— begin Task material —
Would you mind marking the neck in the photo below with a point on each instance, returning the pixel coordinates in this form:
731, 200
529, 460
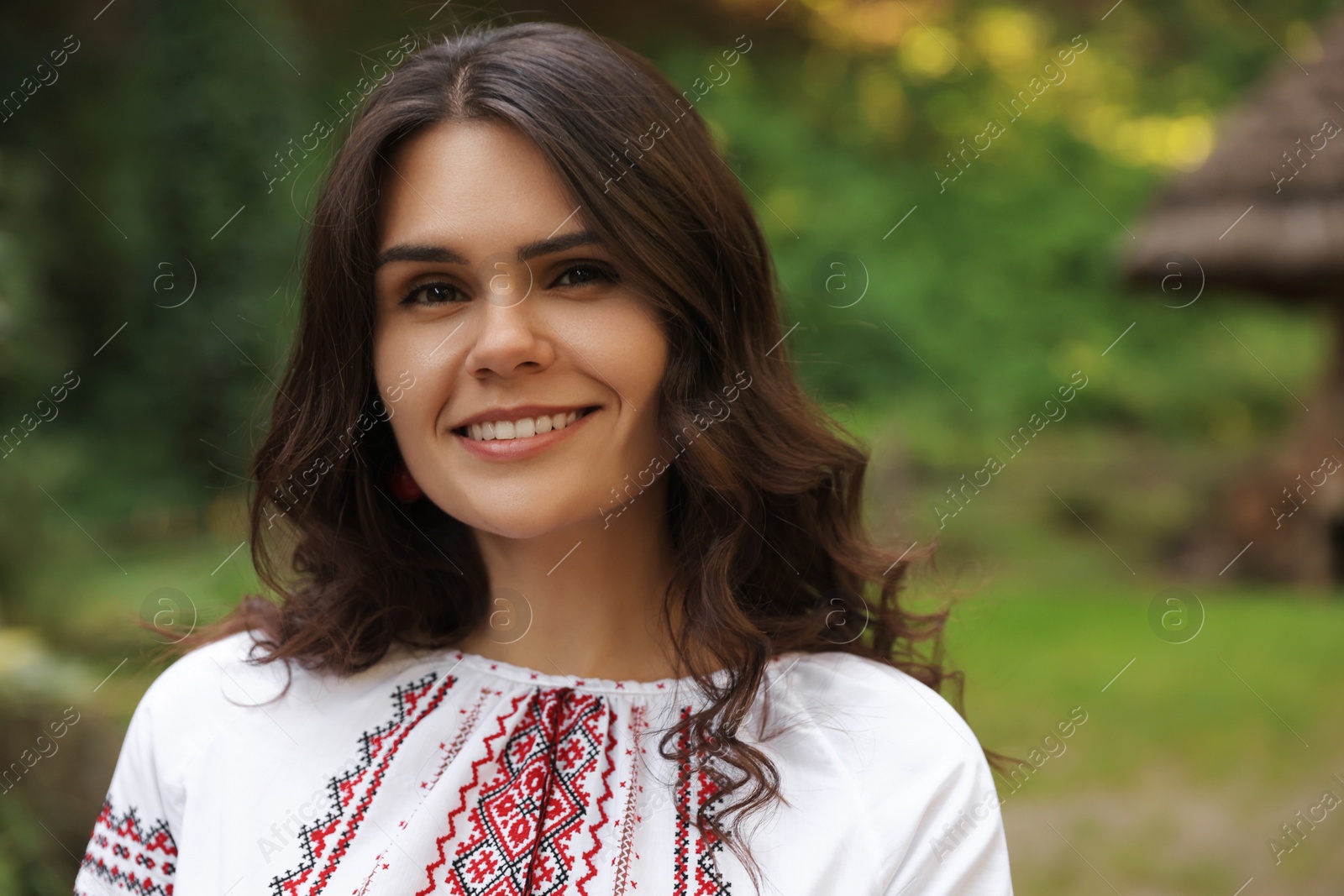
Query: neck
584, 600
— end Task material —
:: Exercise prompt ::
Swap "neck" for "throat" throughout the records above, changing nothing else. Leave the picture out of your answer.

:: Reply ::
Would you mind marking the throat in the photo below with a point on each instance, returning the pixel coordinates in this form:
731, 200
529, 460
Query: throat
584, 600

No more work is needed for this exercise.